## TO DO:
Extract the following material verbatim, starting at the line that contains "In each <instance>, the" and stopping after the line that contains "370H22L21 368ZM23 374V369L22", with both of those lines included.

## SOURCE DATA:
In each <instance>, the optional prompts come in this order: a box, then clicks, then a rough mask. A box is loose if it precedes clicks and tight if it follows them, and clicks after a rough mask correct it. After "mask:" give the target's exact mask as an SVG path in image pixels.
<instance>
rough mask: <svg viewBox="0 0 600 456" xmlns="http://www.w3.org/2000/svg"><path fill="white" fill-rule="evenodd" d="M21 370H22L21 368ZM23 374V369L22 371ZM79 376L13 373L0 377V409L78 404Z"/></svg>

* * *

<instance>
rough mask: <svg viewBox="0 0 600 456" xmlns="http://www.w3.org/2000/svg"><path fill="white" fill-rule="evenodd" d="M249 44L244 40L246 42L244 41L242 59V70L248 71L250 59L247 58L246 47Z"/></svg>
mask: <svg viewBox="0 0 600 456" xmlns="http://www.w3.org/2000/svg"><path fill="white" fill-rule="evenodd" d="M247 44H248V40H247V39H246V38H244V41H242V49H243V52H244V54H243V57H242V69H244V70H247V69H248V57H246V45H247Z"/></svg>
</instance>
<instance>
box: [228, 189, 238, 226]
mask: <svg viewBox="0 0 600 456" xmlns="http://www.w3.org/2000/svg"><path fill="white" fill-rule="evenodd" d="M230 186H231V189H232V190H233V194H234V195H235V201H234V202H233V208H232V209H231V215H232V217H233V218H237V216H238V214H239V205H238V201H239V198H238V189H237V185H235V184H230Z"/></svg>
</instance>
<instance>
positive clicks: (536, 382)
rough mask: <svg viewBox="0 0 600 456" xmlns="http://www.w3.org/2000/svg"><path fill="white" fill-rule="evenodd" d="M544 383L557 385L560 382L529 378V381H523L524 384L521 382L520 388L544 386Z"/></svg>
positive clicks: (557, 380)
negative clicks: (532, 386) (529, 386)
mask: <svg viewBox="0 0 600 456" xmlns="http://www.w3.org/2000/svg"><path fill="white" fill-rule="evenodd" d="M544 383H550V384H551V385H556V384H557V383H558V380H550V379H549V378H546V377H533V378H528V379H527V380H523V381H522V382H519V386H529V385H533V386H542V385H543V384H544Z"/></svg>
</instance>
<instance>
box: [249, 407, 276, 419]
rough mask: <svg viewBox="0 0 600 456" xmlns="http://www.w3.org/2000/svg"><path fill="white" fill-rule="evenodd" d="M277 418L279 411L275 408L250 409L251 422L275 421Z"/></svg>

## ANSWER SPACE:
In each <instance>, the optional prompts come in this order: a box, then clicks, then a rough mask. A box is loose if it precedes clicks and tight if it follows them, and clicks after a rough mask correct it. After "mask:" give the target's exact mask as an SVG path in image pixels.
<instance>
rough mask: <svg viewBox="0 0 600 456" xmlns="http://www.w3.org/2000/svg"><path fill="white" fill-rule="evenodd" d="M21 370H22L21 368ZM23 374V369L22 371ZM79 376L13 373L0 377V409L78 404Z"/></svg>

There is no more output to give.